(Stored data entries)
::::::::::

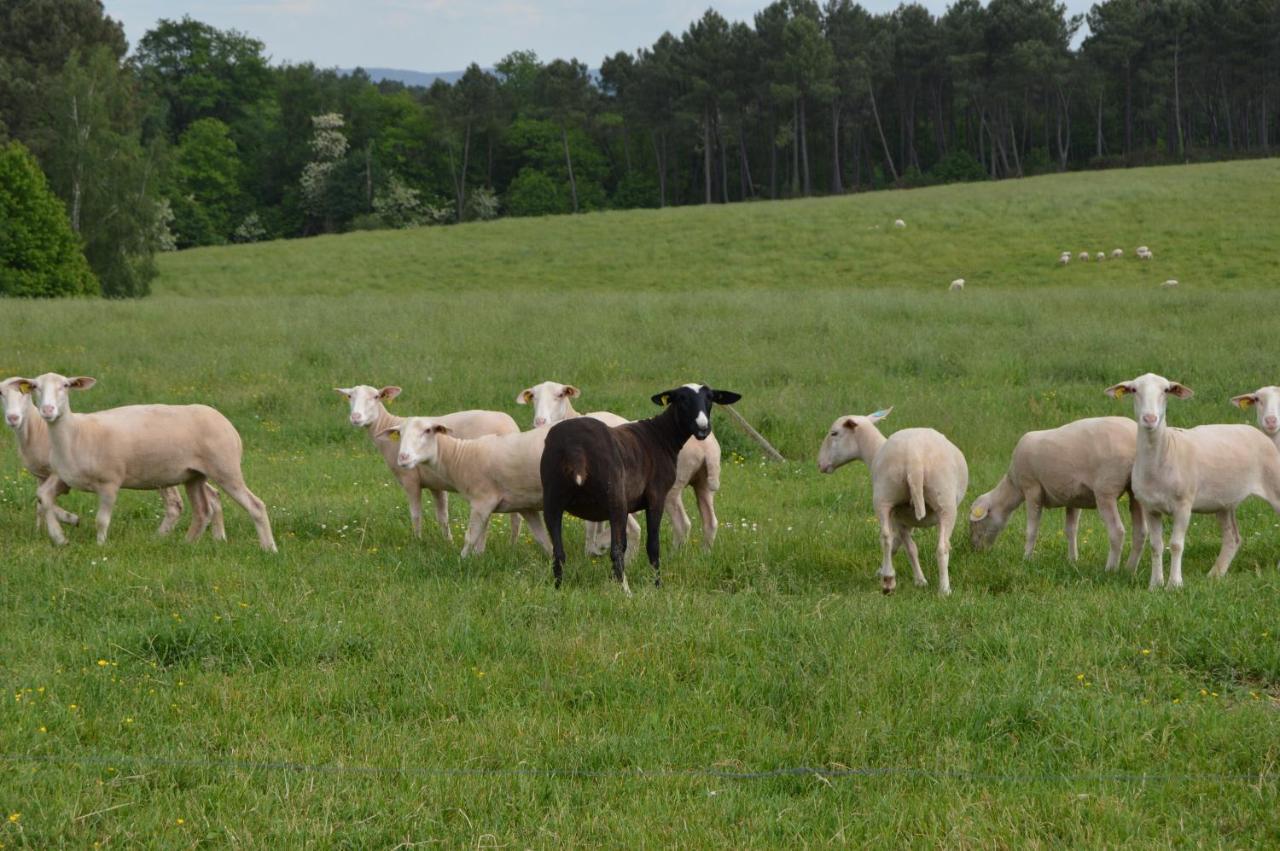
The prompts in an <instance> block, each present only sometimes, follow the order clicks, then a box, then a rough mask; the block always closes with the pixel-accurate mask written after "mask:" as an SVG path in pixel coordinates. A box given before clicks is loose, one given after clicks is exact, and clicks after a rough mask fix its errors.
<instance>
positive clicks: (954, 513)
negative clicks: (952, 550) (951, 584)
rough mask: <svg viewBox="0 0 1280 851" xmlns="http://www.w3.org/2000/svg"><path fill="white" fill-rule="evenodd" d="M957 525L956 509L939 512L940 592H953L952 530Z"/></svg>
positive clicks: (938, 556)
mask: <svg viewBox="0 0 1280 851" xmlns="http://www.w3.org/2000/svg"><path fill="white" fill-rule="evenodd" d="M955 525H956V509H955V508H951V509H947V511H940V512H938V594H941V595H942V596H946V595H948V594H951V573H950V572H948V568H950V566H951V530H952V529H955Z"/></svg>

::::::::::

* **Exercise**: None of the pictures should appear, though every line of the data above must be reproduced exactly.

* **Response for this exercise**:
The prompts in an <instance> block, each present only sometimes, follow the order clicks, then a box, then a rough mask; the block always closes with the pixel-accurate mask written after "mask:" as an SVG path in pixel coordinates. A box given before clicks is loose, one given after clicks is exact, and clicks after a rough mask fix its errors.
<instance>
positive clicks: (954, 513)
negative clicks: (952, 550) (951, 584)
rough mask: <svg viewBox="0 0 1280 851" xmlns="http://www.w3.org/2000/svg"><path fill="white" fill-rule="evenodd" d="M957 525L956 509L939 512L940 592H953L952 530Z"/></svg>
positive clicks: (938, 556)
mask: <svg viewBox="0 0 1280 851" xmlns="http://www.w3.org/2000/svg"><path fill="white" fill-rule="evenodd" d="M955 525H956V509H955V508H951V509H947V511H940V512H938V594H941V595H942V596H946V595H948V594H951V573H950V572H948V568H950V566H951V530H952V529H955Z"/></svg>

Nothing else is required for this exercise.